# Excerpt to read
+===+

It has never been easier to get a team together to create an awesome game. With various websites available just for this purpose and elaborate job offering/seeking forums there really hasn't been an easier time to assemble talent. Even though it can be a great experience working with designers, programmers and composers around the globe there are certainly pitfalls and things to watch out for.
In this article I will cover some insights and my experiences with working on the game Cathedral so far. Cathedral is created by our own indie studio Decemberborn Interactive and it consists of only me (Aron Kramer) and Eric Lavesson. This article will be especially interesting to small game studios that transfer and communicate their work globally everyday.
Some of life's most profound and enjoyable experiences can be completely ruined by one thing: poor communication. This holds true in relationships and bussinesses alike and more often than not problems could have been entirely avoided if communication was better. The same goes for game studios, and even though it's easier to get ideas across with a small studio, it's definitely something you should be aware of.
If you're working with people in different countries, you better make sure they are at least profficient enough in English (and you too) to communicate new ideas for your games and to discuss things and give feedback to your partners. For example, "I really like this water level you're creating, but the edge of the bubbles look a little too bright for my taste" gets the point across much better than something in the lines of "Looks nice but something weird about bubbles they like white.".
This really, really isn't the best example probably and you'll have to excuse my lack of creativity for this one but what I'm trying to say is that the better and more profound you can communicate in a language the more original and synchronized your game will be. Make sure you have this covered and you're sure to end up with areas that all team members are a lot more happy with and that there are no hard feelings towards one or another.
For example, one of the areas in our game is called "Poison Pavilion". Eric Lavesson, the artist and programmer of Cathedral, immediately got inspired by the name only and it's one of our most original and unique locations in the game to date. What if I pitched the idea for the area as "Toxic crumbles" or something completely weird and auto-translated like that? I hope you get my point!

+===+

# Stored data entries
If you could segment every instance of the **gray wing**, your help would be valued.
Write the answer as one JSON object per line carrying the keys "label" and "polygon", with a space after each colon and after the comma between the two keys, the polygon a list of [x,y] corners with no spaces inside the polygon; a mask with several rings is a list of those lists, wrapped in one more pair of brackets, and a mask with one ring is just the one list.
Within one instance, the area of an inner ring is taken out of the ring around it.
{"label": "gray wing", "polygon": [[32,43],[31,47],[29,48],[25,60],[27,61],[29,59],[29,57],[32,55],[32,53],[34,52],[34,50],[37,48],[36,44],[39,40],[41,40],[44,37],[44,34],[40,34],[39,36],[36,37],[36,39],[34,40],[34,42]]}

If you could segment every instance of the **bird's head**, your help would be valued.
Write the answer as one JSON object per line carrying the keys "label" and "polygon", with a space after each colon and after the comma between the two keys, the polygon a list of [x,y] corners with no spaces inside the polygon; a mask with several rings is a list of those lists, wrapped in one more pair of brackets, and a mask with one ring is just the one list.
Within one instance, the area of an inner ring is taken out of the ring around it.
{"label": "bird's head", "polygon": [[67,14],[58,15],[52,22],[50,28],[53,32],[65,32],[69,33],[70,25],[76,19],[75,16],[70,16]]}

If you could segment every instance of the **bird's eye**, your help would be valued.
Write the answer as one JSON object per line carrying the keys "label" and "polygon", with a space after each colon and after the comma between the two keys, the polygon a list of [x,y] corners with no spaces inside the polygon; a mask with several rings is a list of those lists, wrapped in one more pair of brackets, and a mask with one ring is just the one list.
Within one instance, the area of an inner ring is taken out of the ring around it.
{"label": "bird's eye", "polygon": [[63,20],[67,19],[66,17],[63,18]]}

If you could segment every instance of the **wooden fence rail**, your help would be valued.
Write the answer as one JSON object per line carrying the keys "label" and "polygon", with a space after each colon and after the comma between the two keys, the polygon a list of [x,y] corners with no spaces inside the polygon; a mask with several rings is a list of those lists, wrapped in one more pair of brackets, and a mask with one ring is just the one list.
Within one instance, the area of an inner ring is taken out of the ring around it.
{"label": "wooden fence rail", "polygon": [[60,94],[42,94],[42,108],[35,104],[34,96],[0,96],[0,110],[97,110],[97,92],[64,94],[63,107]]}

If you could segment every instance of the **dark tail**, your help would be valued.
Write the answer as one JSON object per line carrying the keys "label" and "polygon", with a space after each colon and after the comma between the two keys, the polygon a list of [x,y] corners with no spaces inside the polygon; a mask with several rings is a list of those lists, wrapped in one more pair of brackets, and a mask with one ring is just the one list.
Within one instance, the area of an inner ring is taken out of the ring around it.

+===+

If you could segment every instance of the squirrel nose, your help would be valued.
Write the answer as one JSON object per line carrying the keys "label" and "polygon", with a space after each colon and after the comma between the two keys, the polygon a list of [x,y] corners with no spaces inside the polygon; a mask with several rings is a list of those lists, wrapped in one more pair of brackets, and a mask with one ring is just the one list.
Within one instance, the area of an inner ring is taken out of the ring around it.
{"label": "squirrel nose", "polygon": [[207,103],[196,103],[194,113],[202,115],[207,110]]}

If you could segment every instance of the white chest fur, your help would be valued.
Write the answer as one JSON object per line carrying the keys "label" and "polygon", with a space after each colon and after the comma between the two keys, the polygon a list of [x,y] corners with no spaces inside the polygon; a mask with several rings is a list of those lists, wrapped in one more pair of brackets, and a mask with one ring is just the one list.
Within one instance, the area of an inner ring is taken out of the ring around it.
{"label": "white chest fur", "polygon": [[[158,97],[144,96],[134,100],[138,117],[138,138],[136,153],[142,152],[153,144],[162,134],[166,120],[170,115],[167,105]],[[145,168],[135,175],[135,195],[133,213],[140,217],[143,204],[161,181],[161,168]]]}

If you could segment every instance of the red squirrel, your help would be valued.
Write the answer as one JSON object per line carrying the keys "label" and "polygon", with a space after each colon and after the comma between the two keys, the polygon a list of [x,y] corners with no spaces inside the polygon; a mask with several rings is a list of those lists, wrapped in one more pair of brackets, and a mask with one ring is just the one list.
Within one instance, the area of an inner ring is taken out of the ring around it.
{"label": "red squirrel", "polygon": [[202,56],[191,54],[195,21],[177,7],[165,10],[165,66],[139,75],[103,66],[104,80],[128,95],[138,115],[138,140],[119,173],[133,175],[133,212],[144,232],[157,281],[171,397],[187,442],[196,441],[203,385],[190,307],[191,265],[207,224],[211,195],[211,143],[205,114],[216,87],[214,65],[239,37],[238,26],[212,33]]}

+===+

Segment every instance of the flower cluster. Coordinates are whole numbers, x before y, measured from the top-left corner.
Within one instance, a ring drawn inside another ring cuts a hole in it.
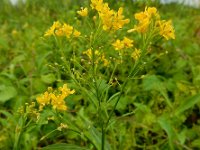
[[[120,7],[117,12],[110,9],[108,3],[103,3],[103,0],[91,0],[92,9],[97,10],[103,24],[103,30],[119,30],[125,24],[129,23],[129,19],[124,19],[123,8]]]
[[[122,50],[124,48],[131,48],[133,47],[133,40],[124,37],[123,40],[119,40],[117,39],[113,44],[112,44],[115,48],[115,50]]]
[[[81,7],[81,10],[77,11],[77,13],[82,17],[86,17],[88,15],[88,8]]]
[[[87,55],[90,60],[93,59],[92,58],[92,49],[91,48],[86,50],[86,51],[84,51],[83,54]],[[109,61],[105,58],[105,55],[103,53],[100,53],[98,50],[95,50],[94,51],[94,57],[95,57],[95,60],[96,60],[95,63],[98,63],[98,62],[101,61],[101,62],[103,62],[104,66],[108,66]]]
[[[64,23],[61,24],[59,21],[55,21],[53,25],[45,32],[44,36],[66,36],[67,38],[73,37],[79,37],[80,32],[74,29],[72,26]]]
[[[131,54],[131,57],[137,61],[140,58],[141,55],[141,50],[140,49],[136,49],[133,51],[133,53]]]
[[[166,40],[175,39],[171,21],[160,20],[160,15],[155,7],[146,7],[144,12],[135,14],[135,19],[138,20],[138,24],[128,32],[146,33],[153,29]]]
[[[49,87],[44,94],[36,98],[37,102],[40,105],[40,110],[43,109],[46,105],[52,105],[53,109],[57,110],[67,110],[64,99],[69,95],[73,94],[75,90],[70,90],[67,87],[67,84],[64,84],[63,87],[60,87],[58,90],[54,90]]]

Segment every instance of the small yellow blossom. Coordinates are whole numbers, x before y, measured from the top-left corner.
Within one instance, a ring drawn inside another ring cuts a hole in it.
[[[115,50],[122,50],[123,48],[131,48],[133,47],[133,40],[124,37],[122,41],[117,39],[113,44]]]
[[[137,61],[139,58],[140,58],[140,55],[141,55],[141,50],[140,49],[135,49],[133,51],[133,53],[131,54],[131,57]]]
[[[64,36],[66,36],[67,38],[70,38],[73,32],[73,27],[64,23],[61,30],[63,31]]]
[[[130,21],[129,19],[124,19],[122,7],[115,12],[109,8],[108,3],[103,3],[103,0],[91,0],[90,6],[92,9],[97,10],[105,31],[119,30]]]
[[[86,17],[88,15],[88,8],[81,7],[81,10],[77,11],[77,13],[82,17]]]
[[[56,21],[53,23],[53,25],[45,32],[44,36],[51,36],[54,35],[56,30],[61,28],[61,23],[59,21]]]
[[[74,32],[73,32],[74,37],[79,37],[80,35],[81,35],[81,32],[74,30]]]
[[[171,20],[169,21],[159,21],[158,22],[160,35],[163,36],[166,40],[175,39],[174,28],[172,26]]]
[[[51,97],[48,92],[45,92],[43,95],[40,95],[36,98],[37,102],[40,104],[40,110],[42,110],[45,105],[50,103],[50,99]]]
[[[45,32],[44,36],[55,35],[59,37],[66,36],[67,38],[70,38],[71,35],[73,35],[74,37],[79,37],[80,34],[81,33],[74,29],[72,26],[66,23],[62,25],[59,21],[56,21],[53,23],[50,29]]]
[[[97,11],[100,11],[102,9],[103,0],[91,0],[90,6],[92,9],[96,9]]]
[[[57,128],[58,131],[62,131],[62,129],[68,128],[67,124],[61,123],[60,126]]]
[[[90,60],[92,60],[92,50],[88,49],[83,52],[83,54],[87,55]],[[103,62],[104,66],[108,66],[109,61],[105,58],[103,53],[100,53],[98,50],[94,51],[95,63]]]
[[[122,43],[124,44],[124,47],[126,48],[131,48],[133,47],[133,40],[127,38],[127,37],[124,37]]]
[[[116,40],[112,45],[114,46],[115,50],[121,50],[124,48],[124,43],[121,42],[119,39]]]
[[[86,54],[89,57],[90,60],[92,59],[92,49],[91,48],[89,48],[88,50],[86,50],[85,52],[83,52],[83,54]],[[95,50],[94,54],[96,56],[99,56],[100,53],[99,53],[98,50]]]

+===+

# Work order 1
Rewrite the paragraph of the article that begins "If you're working with people in different countries" as a shorter version that keeps its main facts.
# Work order 2
Please retype the article from "It has never" up to and including "watch out for.".
# Work order 3
According to the first paragraph of the article, what kinds of people can you work with around the globe?

# Exercise output 1
When working with people in other countries, make sure both you and they know English well enough to share new game ideas, discuss things and give feedback. A precise comment about the bubbles in a water level looking too bright at the edges gets the point across much better than a vague, broken remark.

# Exercise output 2
It has never been easier to get a team together to create an awesome game. With various websites available just for this purpose and elaborate job offering/seeking forums there really hasn't been an easier time to assemble talent. Even though it can be a great experience working with designers, programmers and composers around the globe there are certainly pitfalls and things to watch out for.

# Exercise output 3
- designers
- programmers
- composers